■ CONSIGNES ■
• A. D'après le texte sur le futur porte-avions nucléaire, en quelle année le PANG doit-il entrer en service actif dans la marine nationale ?
• B. Recopiez, dans le texte sur le futur porte-avions nucléaire, le passage qui commence par les mots contenant « Le PANG sera » et se termine par « souligne-t-on au ministère. ».

■ PASSAGE PRÉSENTÉ ■
•••
Le PANG sera construit à partir de la fin 2025 dès la fin des études de développement. Il devrait effectuer ses premiers essais à la mer en 2036 pour une admission en service actif dans la marine nationale en 2038, date du retrait du Charles de Gaulle. Si la France n'a aujourd'hui qu'un porte-avions, qui sera remplacé en 2038, "il n'est pas exclu qu'il y en ait deux à terminaison", souligne-t-on au ministère.
Un coût du fonctionnement inférieur à un porte-avion classique
Selon nos informations, le coût de ce programme pourrait s'élever au total à 4,5 milliards d'euros. Au ministère des Armées, on n'indique pour le moment que le coût sur la période de 2020-2025. Soit un peu plus de 900 millions d'euros, dont 117 millions dans le projet de budget 2021. En 2018, la ministre avait déjà lancé une phase d'étude, d'un montant de 40 millions d'euros. Pourquoi le ministère ne souhaite pas donner le coût du programme ? "C'est un projet éminemment complexe. Nous avons besoin de savoir précisément de quoi on parle en termes de plan, de difficultés d'emménagement, de compatibilité du bâtiment et de personnes qui seront mobilisées", explique-t-on dans l'entourage de la ministre. Il est également possible que le timing politique ne permette pas au gouvernement d'annoncer le coût à terminaison du programme.
Le programme d'un porte-avions nucléaire "représente un surcoût par rapport à une option classique, explique-t-on dans l'entourage de la ministre. Mais sur les 40 ans de vie du PANG, le coût de fonctionnement du porte-avions nucléaire est plutôt inférieur au coût de fonctionnement d'un porte-avions à propulsion classique. On se base pour cela sur des projections du prix du pétrole. Le facteur prix n'a pas été un déterminant du choix de la propulsion nucléaire. Le choix déterminant, c'est le poids politique, diplomatique que représente une propulsion nucléaire : c'est l'affirmation d'une puissance, une puissance militaire et scientifique".
•••
(Exemples d'étiquetage de points)
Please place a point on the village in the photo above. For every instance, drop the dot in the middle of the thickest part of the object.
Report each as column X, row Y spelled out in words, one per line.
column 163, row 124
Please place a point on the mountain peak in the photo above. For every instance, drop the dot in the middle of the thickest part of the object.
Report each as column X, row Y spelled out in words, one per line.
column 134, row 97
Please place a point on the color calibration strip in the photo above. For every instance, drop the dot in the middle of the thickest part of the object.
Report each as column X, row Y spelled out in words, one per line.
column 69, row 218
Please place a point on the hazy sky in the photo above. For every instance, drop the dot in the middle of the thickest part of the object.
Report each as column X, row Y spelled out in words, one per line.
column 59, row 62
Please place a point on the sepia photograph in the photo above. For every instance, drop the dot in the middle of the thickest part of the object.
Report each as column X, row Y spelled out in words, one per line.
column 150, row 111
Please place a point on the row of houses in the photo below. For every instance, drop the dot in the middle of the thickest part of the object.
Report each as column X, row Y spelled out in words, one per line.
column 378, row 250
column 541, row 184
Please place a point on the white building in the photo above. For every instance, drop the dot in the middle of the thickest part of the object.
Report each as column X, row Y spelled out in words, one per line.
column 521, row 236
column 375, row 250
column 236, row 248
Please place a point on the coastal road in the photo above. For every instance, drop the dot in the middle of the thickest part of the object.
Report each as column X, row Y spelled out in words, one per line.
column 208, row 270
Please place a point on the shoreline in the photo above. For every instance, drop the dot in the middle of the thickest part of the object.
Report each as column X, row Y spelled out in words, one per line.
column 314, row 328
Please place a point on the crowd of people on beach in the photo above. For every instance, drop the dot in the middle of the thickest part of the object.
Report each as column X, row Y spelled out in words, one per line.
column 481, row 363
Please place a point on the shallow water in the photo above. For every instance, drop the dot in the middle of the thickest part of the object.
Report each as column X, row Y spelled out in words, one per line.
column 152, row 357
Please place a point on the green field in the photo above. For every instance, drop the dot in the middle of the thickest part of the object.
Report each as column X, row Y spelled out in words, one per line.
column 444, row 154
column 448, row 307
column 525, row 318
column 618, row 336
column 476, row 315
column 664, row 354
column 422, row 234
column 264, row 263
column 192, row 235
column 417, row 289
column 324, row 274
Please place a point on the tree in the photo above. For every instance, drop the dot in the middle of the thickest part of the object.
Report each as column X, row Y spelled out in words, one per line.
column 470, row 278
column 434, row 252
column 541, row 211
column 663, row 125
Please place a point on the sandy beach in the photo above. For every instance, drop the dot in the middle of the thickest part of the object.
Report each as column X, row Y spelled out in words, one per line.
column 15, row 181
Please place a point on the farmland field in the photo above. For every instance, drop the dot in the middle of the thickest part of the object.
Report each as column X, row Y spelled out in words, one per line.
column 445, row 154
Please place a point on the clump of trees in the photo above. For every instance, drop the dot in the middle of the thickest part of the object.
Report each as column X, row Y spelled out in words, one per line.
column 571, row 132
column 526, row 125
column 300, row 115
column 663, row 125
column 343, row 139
•••
■ RÉPONSES PAR TÂCHE ■
• A. En 2038.

• B.
Le PANG sera construit à partir de la fin 2025 dès la fin des études de développement. Il devrait effectuer ses premiers essais à la mer en 2036 pour une admission en service actif dans la marine nationale en 2038, date du retrait du Charles de Gaulle. Si la France n'a aujourd'hui qu'un porte-avions, qui sera remplacé en 2038, "il n'est pas exclu qu'il y en ait deux à terminaison", souligne-t-on au ministère.